# CONSIGNE DONNÉE A
Répondez à ces questions sur le texte consacré à la corruption :
(i) Quel pays a pris l'option de poursuivre les agents publics étrangers et fonctionnaires internationaux coupables d'actes de corruption ?
(ii) Quelle infraction assimilée est citée en dernier ?
(iii) Auprès de qui est-on tenu de dénoncer un acte de corruption ?

# EXTRAIT SOURCE
════

Concernant la corruption des agents publics nationaux, vous avez comme actes, le trafic d'influence, l'abus de fonction, la concussion, l'avantage illégitime, l'entrave au bon fonctionnement de la justice. Pour les agents publics étrangers et fonctionnaires internationaux, cela relève d'une autre catégorie. Parce que ceux-ci interagissent souvent. Cela fait que leur statut empêche de les poursuivre. Ce ne sont pas tous les pays qui ont pris l'option de les condamner. Mais la Côte d'Ivoire a pris l'option de poursuivre ces agents s'ils sont coupables d'actes de corruption.

Enfin, vous avez la corruption dans le secteur privé. Elle concerne la corruption des dirigeants, la corruption des préposés, des employés, des commerçants, des artisans, ainsi de suite.

A côté de ces actes, il y a les infractions assimilées, c'est-à-dire qu'elles sont considérées comme des actes de corruption. Vous avez les conflits d'intérêt, la prise illégale d'intérêt, le refus de déclaration de patrimoine ou divulgation d'information, l'enrichissement illicite, les cadeaux, le financement illégal des partis politiques et des campagnes électorales, le harcèlement moral et enfin, le recel. Il y a un troisième groupe d'infractions qui sont liées à la dénonciation des actes de corruption. Il pèse sur chaque individu une obligation de dénoncer les actes de corruption auquel cas, vous pouvez faire l'objet de poursuites. Donc si vous êtes en face d'un acte de corruption, vous êtes tenu de le dénoncer auprès des autorités compétentes sinon, cela est susceptible de constituer, pour vous, une infraction.

En quoi le cadeau est-il considéré comme une infraction assimilée?

════

# DONNÉES DE L'EXERCICE
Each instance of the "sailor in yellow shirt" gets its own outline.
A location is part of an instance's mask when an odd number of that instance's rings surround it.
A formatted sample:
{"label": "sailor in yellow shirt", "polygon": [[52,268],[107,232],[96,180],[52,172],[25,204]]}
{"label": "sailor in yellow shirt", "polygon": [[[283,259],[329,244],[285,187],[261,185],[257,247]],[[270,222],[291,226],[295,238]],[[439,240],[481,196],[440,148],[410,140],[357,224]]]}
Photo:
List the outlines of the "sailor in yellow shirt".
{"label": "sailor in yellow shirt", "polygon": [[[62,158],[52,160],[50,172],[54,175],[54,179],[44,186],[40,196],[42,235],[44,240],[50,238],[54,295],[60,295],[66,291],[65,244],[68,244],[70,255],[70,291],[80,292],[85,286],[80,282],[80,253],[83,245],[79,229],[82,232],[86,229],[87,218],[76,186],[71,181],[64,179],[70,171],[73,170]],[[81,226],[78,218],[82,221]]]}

════

# CONSIGNE DONNÉE B
Recopiez à l'identique tout ce qui va du début des enregistrements jusqu'à la ligne contenant "List the outlines", celle-ci comprise.

# RÉPONSE FINALE A
(i) La Côte d'Ivoire.
(ii) Le recel.
(iii) Auprès des autorités compétentes.

# RÉPONSE FINALE B
Each instance of the "sailor in yellow shirt" gets its own outline.
A location is part of an instance's mask when an odd number of that instance's rings surround it.
A formatted sample:
{"label": "sailor in yellow shirt", "polygon": [[52,268],[107,232],[96,180],[52,172],[25,204]]}
{"label": "sailor in yellow shirt", "polygon": [[[283,259],[329,244],[285,187],[261,185],[257,247]],[[270,222],[291,226],[295,238]],[[439,240],[481,196],[440,148],[410,140],[357,224]]]}
Photo:
List the outlines of the "sailor in yellow shirt".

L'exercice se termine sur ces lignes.